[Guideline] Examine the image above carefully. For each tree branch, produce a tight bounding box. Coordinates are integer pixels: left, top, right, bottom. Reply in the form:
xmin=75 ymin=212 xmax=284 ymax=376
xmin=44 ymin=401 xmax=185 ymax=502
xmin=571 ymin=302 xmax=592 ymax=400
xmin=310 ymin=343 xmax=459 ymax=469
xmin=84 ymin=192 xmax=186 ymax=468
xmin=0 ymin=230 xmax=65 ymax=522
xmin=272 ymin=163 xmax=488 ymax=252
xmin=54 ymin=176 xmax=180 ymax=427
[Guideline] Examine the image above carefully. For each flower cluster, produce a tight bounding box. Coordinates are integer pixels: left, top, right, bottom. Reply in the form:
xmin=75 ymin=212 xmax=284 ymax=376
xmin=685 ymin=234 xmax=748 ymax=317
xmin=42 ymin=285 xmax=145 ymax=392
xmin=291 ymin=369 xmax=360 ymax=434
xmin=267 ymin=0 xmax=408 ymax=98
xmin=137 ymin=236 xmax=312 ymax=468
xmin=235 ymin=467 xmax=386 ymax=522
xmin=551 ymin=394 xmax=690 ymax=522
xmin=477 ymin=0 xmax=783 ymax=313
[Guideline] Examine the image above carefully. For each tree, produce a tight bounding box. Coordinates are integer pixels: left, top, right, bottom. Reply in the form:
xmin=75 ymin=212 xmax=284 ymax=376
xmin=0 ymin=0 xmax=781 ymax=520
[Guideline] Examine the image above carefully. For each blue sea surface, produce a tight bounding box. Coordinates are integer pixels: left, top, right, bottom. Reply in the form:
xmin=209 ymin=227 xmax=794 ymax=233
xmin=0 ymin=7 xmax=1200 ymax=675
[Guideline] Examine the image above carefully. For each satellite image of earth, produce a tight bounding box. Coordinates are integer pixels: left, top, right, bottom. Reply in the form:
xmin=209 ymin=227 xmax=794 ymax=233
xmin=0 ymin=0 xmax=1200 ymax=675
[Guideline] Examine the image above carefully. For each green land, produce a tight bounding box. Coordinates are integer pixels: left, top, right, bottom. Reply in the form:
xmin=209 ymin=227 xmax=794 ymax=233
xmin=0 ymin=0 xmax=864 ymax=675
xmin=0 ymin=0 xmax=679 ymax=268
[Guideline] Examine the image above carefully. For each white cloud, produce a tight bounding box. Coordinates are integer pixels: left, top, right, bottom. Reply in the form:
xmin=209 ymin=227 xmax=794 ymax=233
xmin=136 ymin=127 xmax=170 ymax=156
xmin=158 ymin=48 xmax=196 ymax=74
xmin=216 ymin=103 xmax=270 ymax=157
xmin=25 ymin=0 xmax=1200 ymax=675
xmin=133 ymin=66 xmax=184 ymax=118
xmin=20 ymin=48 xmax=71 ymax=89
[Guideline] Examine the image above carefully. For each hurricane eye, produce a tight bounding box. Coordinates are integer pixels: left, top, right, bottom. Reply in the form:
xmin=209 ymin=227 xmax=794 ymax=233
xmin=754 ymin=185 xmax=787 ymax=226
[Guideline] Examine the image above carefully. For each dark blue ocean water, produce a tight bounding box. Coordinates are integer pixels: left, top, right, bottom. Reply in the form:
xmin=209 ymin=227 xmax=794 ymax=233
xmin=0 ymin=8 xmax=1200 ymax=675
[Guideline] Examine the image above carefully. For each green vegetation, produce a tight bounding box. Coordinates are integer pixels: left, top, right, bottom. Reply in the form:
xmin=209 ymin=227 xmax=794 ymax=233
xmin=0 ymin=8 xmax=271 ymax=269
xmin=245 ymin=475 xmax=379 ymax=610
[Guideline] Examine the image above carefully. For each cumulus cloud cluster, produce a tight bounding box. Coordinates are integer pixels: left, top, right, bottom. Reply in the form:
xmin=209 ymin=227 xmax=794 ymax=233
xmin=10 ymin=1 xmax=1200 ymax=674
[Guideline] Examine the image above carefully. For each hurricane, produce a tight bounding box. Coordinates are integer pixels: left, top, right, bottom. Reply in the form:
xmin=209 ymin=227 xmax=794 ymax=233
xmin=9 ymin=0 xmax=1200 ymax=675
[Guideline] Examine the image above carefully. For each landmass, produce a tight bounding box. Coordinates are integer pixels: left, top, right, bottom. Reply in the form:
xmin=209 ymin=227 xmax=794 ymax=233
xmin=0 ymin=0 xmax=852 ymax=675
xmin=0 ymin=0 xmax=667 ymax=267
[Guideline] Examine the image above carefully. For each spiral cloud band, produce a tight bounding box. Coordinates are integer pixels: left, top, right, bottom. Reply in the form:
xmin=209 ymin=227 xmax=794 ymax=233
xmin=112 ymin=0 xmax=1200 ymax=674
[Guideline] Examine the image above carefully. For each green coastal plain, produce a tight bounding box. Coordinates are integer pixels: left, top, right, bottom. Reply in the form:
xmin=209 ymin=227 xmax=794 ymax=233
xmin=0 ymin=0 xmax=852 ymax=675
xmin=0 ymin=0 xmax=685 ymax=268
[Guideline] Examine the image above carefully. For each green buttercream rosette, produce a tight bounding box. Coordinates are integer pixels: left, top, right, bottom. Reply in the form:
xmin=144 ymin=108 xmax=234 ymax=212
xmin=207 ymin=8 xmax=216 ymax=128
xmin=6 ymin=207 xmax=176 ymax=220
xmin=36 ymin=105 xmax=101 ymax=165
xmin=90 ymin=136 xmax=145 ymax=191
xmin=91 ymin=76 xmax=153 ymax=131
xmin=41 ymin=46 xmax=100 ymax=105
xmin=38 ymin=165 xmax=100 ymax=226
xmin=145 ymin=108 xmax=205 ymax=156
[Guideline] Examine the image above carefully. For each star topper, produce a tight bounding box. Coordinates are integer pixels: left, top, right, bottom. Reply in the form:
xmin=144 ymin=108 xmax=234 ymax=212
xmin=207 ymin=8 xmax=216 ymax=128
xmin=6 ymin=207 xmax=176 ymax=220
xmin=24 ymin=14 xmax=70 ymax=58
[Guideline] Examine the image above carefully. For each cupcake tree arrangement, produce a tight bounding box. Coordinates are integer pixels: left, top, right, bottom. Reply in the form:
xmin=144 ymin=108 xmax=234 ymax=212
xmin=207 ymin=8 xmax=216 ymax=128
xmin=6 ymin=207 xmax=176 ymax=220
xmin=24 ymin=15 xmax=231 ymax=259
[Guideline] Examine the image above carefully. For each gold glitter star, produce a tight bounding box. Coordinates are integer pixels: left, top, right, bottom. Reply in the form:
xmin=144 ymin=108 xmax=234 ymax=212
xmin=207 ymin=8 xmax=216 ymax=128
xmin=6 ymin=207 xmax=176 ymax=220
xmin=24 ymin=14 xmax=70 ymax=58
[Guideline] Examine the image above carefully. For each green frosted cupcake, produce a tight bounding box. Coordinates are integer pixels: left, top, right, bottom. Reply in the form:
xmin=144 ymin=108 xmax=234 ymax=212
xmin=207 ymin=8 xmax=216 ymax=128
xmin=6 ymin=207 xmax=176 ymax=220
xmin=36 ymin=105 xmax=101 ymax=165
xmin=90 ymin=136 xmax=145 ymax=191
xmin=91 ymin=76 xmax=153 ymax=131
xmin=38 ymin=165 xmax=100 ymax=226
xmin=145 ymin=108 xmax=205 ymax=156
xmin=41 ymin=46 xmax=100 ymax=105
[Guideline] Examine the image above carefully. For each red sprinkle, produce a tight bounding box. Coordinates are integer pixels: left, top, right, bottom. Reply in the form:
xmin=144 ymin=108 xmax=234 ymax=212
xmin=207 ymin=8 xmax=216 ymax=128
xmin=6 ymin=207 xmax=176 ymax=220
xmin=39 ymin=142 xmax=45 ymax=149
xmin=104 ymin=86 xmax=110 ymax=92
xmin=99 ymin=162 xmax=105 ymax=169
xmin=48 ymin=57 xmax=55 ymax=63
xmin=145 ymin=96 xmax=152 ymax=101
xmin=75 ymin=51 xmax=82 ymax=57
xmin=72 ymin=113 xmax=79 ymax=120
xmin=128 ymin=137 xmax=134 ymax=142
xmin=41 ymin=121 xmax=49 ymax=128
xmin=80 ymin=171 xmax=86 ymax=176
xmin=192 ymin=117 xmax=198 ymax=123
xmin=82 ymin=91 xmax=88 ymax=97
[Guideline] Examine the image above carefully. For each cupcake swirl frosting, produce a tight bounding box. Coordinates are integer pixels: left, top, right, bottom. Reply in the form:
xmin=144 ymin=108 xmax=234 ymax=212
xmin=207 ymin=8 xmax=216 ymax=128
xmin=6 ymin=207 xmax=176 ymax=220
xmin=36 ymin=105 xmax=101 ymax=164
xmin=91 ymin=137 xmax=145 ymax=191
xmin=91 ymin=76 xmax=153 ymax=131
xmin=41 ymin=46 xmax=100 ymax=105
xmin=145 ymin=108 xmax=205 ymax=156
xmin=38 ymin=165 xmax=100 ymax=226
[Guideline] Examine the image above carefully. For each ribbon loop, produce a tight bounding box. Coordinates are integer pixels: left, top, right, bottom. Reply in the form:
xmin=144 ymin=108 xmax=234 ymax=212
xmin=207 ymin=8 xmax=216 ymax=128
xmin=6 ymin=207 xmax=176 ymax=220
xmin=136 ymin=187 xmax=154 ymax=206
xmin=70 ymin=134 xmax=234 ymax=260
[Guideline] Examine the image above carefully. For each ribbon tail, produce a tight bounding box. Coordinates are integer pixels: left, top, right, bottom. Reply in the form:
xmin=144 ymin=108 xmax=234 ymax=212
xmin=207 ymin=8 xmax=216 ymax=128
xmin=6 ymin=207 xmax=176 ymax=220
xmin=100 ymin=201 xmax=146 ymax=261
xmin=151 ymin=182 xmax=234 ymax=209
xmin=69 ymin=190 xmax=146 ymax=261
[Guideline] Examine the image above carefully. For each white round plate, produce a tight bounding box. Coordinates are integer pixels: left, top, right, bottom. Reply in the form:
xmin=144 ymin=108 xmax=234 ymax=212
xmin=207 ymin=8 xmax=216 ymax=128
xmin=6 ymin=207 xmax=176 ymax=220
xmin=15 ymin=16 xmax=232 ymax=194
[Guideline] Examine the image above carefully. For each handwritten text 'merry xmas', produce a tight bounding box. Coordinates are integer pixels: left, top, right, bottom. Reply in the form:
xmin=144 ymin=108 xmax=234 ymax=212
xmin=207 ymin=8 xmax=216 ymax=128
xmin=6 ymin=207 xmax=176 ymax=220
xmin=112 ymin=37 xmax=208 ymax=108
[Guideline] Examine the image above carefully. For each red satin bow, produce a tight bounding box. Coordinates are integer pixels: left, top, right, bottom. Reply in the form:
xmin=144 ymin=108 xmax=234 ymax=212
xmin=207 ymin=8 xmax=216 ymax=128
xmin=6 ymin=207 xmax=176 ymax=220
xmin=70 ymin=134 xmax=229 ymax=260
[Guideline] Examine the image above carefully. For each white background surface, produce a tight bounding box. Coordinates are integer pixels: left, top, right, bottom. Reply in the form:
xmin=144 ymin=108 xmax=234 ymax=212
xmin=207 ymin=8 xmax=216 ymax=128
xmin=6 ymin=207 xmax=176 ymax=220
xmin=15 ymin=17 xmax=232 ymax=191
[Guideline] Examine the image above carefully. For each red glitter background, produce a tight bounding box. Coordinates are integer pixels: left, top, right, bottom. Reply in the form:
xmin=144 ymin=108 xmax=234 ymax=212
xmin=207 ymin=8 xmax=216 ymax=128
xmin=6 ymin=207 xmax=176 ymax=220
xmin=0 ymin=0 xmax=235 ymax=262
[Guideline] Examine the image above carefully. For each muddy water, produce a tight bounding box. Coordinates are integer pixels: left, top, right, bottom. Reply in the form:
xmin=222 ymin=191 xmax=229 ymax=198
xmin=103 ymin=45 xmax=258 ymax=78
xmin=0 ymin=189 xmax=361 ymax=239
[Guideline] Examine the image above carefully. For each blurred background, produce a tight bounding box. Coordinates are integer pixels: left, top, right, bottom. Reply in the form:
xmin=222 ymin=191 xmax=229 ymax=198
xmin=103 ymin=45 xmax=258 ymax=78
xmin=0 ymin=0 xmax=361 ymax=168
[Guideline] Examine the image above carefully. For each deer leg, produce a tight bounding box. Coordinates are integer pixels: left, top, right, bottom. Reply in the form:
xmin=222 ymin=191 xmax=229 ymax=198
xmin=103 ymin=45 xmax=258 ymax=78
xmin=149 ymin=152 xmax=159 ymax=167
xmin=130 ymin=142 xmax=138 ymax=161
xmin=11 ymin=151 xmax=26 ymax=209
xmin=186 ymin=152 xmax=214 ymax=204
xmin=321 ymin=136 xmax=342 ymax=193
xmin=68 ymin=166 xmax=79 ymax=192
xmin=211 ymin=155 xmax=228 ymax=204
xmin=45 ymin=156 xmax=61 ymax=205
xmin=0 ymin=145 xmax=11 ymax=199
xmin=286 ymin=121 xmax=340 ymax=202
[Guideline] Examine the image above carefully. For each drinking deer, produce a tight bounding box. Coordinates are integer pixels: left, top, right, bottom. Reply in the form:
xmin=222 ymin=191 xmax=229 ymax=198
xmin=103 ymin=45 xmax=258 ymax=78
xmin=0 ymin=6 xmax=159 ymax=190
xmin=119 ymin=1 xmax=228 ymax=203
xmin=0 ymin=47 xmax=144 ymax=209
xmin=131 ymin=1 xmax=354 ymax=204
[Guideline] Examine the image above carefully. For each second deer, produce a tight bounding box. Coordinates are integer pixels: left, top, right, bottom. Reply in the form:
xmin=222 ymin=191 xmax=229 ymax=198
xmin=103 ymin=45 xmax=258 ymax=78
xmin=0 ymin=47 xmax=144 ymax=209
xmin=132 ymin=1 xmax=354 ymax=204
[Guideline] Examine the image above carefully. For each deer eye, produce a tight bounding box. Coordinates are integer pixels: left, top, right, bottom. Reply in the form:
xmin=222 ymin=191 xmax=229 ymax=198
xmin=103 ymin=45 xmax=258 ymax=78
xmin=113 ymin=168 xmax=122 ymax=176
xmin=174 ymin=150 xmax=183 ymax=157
───
• WHAT NEEDS TO BE DONE: Swap "ribbon loop" for "ribbon bow" in the lines from the one holding "each cupcake swirl" through the one holding "xmin=70 ymin=134 xmax=234 ymax=260", inclusive, and give only those lines again with nothing else changed.

• OUTPUT OF THE TASK:
[Guideline] Examine the image above carefully. For each cupcake swirl frosting, produce a tight bounding box. Coordinates are integer pixels: left, top, right, bottom. Reply in the form:
xmin=144 ymin=108 xmax=234 ymax=212
xmin=207 ymin=8 xmax=216 ymax=128
xmin=6 ymin=207 xmax=176 ymax=220
xmin=36 ymin=105 xmax=101 ymax=164
xmin=91 ymin=137 xmax=145 ymax=191
xmin=91 ymin=76 xmax=153 ymax=131
xmin=41 ymin=46 xmax=100 ymax=105
xmin=145 ymin=108 xmax=205 ymax=156
xmin=38 ymin=165 xmax=100 ymax=226
[Guideline] Examine the image above carefully. For each ribbon bow, produce a tight bounding box. Coordinates are integer pixels: left, top, right, bottom. Reply in the form:
xmin=144 ymin=108 xmax=234 ymax=212
xmin=207 ymin=8 xmax=216 ymax=128
xmin=6 ymin=207 xmax=176 ymax=220
xmin=136 ymin=187 xmax=154 ymax=206
xmin=70 ymin=134 xmax=234 ymax=260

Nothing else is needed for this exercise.